◆ Assigned task ◆
Set down only what runs from the line containing "white hair net." through the last line of the data, exactly as it reads.

◆ Supplied information ◆
====

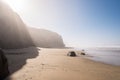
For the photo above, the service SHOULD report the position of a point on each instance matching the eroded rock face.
(46, 39)
(4, 72)
(13, 32)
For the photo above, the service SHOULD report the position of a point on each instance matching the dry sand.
(53, 64)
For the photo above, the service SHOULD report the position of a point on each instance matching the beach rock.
(82, 53)
(46, 39)
(72, 54)
(4, 72)
(13, 31)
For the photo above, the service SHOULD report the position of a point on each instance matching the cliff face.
(13, 32)
(46, 39)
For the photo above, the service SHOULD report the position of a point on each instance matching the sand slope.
(53, 64)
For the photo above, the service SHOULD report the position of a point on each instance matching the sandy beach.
(53, 64)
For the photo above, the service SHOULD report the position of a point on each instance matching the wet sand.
(53, 64)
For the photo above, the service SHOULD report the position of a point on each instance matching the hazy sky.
(79, 22)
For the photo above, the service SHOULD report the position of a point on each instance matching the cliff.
(13, 32)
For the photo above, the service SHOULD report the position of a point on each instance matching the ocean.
(104, 55)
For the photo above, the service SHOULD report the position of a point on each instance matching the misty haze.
(59, 40)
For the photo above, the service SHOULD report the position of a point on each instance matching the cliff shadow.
(17, 58)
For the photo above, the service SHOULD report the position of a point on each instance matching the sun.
(16, 5)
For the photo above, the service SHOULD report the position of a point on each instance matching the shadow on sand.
(17, 58)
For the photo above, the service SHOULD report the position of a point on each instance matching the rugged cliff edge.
(13, 32)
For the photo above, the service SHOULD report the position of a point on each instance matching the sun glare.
(16, 5)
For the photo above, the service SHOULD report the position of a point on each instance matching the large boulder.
(4, 72)
(46, 39)
(13, 31)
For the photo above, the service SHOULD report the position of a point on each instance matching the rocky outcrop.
(13, 32)
(46, 39)
(71, 54)
(4, 72)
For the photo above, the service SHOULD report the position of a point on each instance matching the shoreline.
(54, 64)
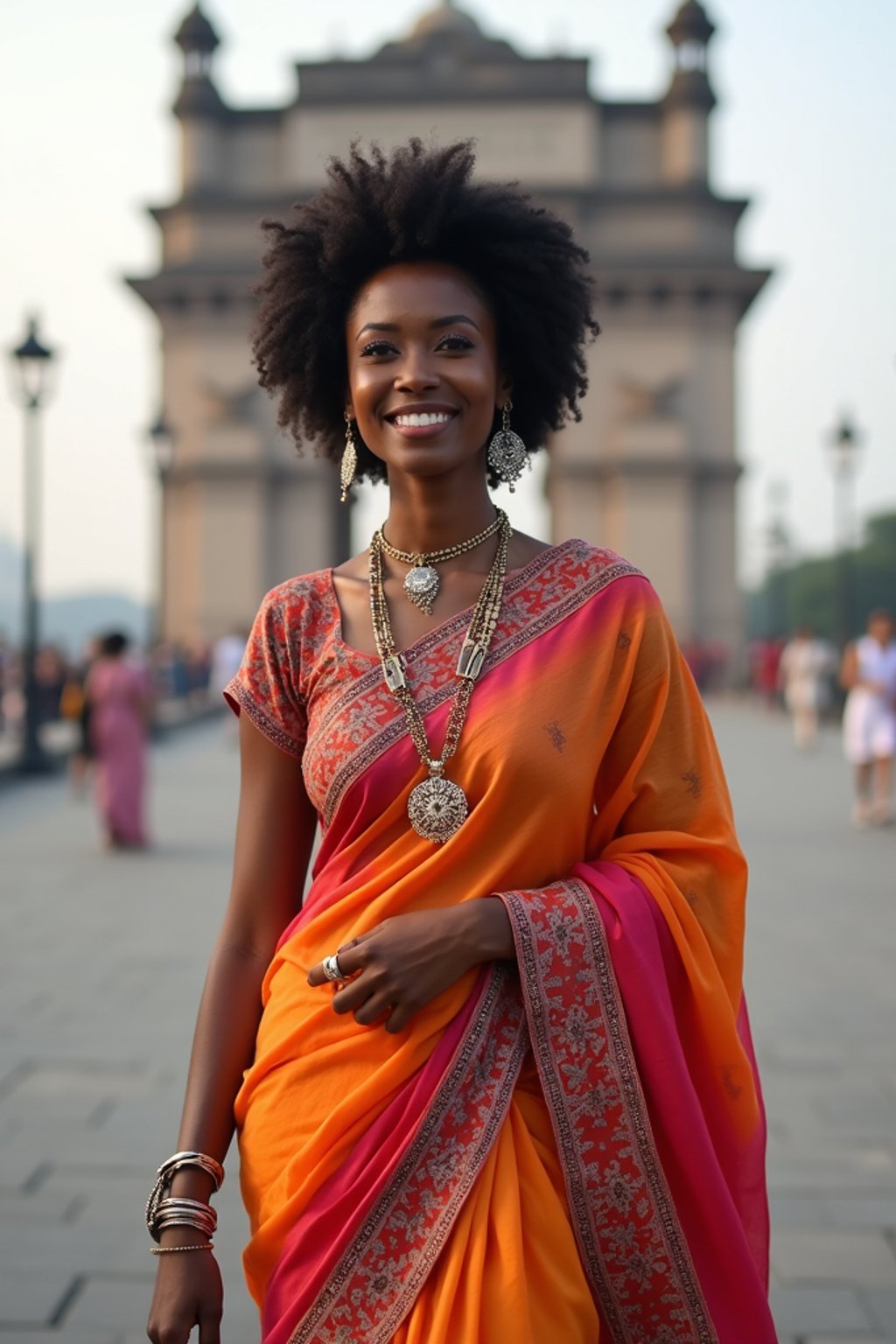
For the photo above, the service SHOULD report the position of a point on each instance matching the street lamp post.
(161, 440)
(32, 361)
(844, 456)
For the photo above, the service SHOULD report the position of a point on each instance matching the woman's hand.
(188, 1292)
(401, 965)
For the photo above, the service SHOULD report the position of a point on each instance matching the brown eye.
(456, 341)
(379, 347)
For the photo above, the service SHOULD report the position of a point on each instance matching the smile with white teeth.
(426, 418)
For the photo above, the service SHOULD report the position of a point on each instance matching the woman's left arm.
(401, 965)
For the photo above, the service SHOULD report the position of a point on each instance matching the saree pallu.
(571, 1146)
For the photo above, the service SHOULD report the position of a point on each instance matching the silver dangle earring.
(348, 464)
(508, 454)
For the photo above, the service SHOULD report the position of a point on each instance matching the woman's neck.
(430, 515)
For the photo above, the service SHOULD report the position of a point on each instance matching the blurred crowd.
(113, 694)
(180, 676)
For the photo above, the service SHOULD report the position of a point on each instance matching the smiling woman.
(494, 1078)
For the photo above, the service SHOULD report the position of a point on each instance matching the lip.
(421, 409)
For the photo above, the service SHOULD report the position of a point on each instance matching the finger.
(349, 962)
(316, 975)
(354, 993)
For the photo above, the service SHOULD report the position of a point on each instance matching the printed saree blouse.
(566, 1148)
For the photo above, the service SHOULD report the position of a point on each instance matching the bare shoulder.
(524, 549)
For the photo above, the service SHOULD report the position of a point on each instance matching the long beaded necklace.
(422, 579)
(438, 808)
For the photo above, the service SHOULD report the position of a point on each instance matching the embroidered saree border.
(629, 1236)
(557, 599)
(382, 1271)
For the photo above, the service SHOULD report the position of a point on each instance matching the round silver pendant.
(437, 809)
(422, 586)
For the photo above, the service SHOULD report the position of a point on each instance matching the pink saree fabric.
(618, 1040)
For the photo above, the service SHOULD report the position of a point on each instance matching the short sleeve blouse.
(268, 684)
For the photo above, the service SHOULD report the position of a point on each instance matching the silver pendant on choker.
(422, 586)
(437, 808)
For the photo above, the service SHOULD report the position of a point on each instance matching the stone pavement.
(101, 964)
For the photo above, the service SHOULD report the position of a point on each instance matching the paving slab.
(101, 965)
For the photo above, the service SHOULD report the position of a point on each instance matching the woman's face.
(424, 375)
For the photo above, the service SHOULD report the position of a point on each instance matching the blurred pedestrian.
(765, 669)
(868, 674)
(118, 696)
(803, 675)
(75, 707)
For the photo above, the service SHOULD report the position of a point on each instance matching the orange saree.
(564, 1148)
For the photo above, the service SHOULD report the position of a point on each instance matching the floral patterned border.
(632, 1243)
(534, 604)
(381, 1274)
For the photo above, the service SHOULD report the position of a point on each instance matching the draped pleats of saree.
(564, 1148)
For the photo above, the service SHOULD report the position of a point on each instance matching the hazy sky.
(803, 130)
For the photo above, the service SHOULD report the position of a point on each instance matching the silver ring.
(332, 968)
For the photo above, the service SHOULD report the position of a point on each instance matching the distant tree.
(806, 593)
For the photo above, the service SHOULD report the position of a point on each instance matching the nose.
(416, 370)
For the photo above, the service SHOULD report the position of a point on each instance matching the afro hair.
(419, 203)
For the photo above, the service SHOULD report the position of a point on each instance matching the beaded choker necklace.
(422, 579)
(437, 808)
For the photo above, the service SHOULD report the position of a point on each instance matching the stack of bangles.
(165, 1210)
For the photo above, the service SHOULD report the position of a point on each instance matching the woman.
(500, 1080)
(806, 664)
(118, 702)
(868, 674)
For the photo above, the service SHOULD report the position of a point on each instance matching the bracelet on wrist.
(164, 1210)
(176, 1250)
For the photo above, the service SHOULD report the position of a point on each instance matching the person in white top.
(803, 675)
(868, 674)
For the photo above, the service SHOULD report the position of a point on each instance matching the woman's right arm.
(274, 837)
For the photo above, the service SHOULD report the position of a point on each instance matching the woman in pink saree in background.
(118, 695)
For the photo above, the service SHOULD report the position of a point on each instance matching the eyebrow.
(452, 320)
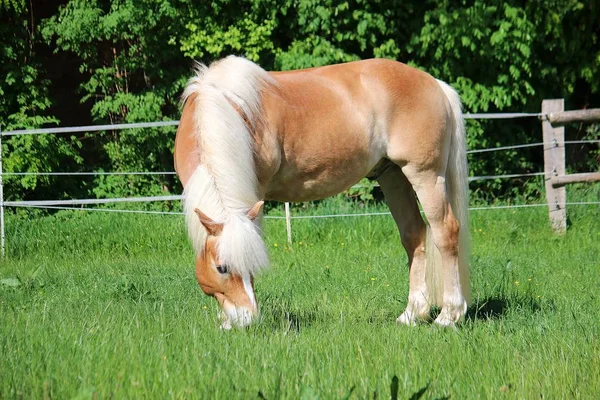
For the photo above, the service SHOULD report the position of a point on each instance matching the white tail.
(457, 186)
(225, 186)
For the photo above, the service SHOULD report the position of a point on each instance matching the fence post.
(554, 165)
(1, 199)
(288, 222)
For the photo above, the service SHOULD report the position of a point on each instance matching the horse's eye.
(222, 269)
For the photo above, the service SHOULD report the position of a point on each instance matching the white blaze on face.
(232, 315)
(249, 289)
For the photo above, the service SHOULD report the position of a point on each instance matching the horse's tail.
(224, 186)
(457, 186)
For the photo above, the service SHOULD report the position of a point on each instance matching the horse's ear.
(213, 228)
(255, 210)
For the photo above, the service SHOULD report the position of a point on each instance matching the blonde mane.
(224, 186)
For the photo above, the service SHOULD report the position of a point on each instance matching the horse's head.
(233, 291)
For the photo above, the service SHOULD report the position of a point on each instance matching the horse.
(247, 135)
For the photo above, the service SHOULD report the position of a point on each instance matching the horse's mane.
(224, 186)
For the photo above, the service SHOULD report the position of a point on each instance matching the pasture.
(98, 305)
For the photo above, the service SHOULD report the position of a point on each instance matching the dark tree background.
(97, 61)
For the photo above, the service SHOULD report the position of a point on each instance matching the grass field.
(96, 305)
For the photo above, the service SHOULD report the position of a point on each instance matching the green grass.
(107, 306)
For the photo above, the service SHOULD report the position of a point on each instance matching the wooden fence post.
(554, 165)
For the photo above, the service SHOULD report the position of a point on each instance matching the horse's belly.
(317, 177)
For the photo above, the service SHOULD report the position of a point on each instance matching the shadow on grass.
(496, 307)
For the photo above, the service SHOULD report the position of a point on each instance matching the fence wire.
(322, 216)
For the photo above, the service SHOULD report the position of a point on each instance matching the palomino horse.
(247, 135)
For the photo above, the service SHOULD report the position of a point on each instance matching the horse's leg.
(403, 205)
(430, 186)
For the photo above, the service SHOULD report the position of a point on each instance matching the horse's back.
(336, 123)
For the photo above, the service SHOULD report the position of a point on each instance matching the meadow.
(98, 305)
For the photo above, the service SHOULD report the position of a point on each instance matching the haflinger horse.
(247, 135)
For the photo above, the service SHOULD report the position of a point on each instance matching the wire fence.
(70, 204)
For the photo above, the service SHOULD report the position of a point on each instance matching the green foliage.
(129, 60)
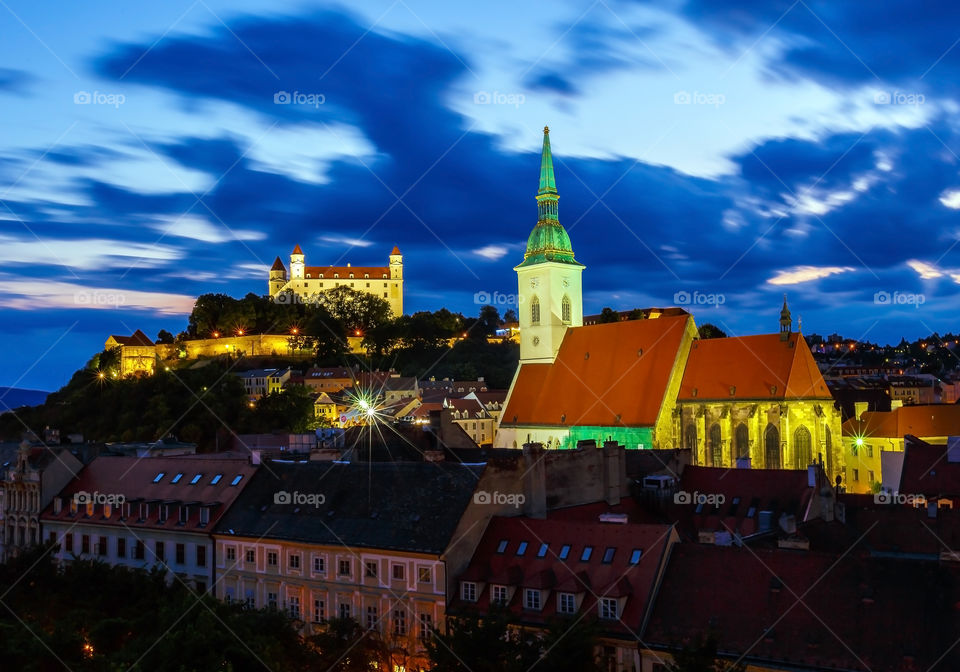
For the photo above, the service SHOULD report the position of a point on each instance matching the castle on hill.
(653, 382)
(306, 282)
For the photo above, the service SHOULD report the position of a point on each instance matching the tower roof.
(548, 242)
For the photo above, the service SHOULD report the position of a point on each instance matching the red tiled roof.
(806, 610)
(343, 272)
(919, 420)
(752, 367)
(928, 471)
(133, 478)
(137, 338)
(592, 578)
(604, 374)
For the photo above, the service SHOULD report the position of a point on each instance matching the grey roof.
(405, 506)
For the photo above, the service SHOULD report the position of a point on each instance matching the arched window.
(742, 441)
(802, 455)
(690, 440)
(771, 444)
(716, 447)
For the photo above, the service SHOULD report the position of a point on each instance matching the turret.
(278, 277)
(296, 264)
(786, 322)
(396, 264)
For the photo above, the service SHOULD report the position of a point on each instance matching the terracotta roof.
(918, 420)
(604, 374)
(343, 272)
(593, 578)
(929, 471)
(137, 338)
(134, 477)
(786, 609)
(752, 367)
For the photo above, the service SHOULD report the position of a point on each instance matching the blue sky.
(728, 151)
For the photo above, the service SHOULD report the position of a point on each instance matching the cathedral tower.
(550, 293)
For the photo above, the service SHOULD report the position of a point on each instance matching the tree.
(711, 331)
(609, 315)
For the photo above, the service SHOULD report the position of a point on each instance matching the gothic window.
(801, 447)
(771, 443)
(716, 449)
(690, 439)
(742, 437)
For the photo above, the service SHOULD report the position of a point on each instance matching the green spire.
(548, 241)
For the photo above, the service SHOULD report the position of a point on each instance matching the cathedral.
(756, 401)
(305, 281)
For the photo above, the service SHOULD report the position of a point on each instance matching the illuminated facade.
(306, 282)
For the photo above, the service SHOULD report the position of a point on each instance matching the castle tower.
(550, 291)
(786, 322)
(396, 281)
(296, 264)
(278, 277)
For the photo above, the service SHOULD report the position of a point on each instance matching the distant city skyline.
(709, 155)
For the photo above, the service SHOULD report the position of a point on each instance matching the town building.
(30, 477)
(147, 512)
(306, 282)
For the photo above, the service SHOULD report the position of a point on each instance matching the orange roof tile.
(752, 367)
(927, 420)
(327, 272)
(604, 374)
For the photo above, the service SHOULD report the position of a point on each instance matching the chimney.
(535, 480)
(612, 471)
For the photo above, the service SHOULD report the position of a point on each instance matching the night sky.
(728, 150)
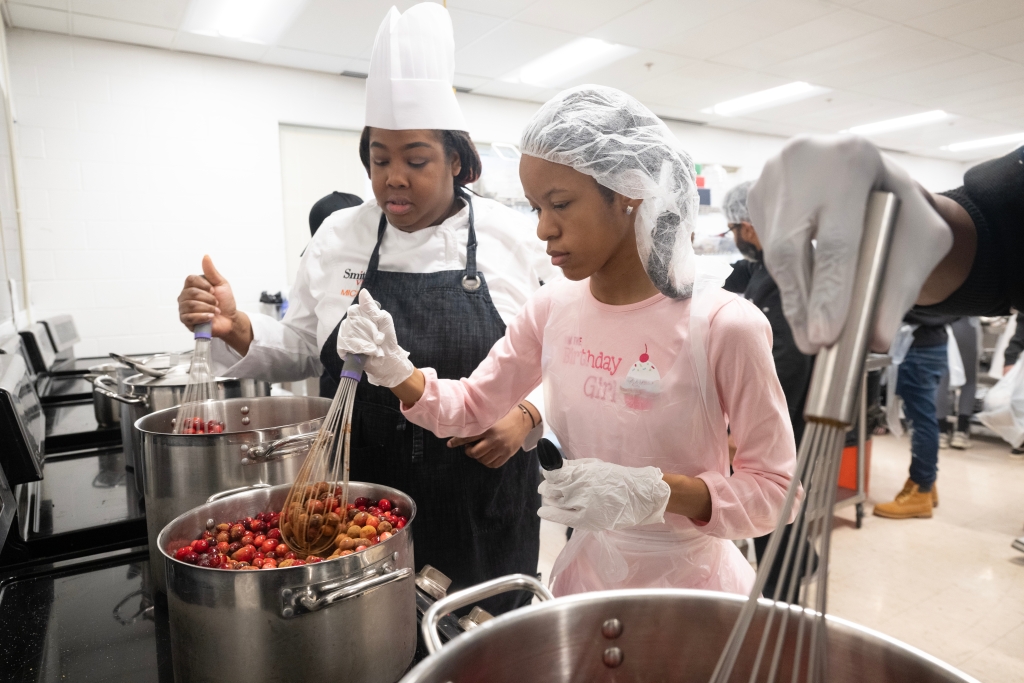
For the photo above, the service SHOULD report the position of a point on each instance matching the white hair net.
(734, 204)
(610, 136)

====

◆ The answer ◆
For the photo above, the service SHOULD report the position of a point on each instance matching the white hair net.
(734, 204)
(610, 136)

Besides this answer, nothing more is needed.